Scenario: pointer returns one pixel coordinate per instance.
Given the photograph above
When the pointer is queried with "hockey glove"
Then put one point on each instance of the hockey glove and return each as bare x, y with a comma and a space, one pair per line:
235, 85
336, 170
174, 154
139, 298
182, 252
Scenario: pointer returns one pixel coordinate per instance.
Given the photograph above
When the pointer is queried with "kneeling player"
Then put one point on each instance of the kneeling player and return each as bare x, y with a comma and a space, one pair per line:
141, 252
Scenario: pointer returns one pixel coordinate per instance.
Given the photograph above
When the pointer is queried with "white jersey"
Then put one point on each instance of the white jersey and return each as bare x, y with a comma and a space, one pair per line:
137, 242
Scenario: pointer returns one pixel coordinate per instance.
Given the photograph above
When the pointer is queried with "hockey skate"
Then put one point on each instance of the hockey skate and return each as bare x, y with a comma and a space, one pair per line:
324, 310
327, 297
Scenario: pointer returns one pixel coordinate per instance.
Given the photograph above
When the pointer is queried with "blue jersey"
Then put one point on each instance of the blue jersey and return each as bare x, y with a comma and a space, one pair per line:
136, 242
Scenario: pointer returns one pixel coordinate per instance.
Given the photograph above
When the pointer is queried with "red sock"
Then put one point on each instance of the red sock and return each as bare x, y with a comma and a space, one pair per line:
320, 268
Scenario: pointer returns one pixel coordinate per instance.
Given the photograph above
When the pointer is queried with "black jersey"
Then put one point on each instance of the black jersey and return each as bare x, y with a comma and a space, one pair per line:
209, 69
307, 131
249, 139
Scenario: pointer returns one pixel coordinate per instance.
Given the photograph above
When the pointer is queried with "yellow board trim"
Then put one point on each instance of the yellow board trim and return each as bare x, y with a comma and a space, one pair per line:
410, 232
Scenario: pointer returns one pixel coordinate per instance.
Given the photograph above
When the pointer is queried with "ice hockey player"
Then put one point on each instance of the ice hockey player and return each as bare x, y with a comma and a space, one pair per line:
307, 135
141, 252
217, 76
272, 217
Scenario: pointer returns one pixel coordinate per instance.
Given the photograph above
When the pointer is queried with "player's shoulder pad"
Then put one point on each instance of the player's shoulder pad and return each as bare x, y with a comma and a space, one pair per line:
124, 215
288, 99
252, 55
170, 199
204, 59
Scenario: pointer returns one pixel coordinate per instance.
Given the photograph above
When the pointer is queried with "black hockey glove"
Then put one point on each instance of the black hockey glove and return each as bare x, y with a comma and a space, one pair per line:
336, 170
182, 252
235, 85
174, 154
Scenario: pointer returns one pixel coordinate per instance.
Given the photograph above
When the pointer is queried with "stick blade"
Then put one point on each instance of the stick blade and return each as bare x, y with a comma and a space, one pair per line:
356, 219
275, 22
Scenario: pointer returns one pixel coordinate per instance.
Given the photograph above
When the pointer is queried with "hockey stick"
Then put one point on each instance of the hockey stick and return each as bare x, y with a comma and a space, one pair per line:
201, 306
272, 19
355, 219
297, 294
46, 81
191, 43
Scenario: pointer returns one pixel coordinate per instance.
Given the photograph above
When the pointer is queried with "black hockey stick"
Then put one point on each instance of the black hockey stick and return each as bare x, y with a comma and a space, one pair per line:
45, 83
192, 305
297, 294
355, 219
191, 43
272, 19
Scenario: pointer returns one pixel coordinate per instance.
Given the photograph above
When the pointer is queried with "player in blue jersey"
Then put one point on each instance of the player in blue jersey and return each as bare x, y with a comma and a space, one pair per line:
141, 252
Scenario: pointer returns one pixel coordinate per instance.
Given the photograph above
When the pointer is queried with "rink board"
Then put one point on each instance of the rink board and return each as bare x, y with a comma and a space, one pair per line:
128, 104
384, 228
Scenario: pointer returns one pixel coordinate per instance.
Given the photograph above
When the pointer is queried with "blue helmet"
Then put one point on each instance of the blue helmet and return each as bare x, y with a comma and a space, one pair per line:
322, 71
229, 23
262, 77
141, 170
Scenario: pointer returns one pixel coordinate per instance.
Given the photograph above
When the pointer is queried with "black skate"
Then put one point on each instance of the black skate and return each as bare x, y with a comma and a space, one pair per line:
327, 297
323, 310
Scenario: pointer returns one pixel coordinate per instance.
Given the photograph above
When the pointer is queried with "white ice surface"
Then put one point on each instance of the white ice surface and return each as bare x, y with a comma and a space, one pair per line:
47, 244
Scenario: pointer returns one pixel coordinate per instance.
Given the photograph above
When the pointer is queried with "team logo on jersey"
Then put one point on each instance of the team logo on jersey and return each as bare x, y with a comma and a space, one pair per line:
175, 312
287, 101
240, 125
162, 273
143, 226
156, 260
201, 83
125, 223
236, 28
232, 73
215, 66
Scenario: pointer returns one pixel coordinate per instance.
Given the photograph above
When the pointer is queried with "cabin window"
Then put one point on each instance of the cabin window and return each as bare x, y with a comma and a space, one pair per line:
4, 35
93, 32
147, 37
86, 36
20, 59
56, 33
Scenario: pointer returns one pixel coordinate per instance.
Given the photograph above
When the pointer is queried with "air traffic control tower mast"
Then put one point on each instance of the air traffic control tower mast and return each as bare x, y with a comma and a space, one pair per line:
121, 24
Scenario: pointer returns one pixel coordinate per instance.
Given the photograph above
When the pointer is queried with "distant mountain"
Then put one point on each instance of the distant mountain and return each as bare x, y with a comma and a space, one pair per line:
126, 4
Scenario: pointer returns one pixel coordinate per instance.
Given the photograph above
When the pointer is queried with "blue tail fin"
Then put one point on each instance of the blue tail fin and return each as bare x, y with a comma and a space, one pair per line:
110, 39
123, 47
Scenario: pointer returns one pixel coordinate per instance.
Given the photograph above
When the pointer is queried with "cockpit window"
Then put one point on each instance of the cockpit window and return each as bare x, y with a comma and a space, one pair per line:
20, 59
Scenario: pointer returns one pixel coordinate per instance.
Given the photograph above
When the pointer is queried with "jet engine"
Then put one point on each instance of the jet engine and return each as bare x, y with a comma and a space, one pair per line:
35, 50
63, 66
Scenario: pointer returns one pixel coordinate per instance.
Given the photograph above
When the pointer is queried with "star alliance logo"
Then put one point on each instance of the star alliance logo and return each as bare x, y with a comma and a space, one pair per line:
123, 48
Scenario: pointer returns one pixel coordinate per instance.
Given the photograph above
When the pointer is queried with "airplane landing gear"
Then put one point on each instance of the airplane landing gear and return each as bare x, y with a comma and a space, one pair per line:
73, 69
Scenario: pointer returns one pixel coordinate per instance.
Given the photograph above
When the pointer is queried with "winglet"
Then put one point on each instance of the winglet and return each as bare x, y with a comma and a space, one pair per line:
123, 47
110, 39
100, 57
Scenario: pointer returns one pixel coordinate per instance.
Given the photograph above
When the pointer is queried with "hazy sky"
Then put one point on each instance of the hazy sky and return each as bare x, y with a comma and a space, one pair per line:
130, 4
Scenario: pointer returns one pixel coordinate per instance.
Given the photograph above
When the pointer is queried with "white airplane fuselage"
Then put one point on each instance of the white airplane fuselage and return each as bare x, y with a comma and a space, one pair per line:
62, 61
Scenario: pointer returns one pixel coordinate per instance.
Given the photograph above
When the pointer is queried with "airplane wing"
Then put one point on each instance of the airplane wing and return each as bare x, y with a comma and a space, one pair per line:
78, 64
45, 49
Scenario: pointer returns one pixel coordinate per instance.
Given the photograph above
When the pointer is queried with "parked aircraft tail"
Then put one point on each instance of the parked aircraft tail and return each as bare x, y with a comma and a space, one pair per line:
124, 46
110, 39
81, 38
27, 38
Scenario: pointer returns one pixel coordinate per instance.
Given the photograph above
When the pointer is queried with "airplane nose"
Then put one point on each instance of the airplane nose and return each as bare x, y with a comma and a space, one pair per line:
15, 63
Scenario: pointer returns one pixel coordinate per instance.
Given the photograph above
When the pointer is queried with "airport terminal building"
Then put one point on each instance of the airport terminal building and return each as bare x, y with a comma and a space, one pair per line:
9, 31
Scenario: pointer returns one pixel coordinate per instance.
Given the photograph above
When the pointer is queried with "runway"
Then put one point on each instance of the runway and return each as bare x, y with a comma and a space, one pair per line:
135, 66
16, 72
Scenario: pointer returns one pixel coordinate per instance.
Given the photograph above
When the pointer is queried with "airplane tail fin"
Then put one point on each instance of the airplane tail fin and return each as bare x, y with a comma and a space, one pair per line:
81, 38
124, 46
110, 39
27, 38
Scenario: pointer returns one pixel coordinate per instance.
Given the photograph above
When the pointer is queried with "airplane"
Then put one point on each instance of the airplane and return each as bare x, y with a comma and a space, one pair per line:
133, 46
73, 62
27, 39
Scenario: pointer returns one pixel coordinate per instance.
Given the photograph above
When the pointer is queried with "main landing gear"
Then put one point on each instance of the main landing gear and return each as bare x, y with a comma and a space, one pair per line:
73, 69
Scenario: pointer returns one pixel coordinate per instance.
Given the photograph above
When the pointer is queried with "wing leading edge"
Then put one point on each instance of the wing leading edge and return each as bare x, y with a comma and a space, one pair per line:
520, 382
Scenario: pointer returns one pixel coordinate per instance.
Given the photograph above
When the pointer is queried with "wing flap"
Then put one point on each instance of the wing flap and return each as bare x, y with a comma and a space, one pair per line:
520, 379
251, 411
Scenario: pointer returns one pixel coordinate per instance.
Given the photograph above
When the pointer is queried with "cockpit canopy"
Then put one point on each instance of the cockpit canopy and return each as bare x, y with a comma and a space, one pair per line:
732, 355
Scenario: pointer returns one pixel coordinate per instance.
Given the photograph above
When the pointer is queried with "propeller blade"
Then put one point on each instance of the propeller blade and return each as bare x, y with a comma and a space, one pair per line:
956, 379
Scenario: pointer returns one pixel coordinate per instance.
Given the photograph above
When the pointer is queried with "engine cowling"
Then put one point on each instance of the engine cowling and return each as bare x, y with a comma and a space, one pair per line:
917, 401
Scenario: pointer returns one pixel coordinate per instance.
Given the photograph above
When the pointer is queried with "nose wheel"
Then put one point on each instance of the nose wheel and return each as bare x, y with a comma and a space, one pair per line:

****************************************

== Aim ==
Count the lines in the listing that contain "winglet" and reply with that number only.

== Result of the exercise ==
2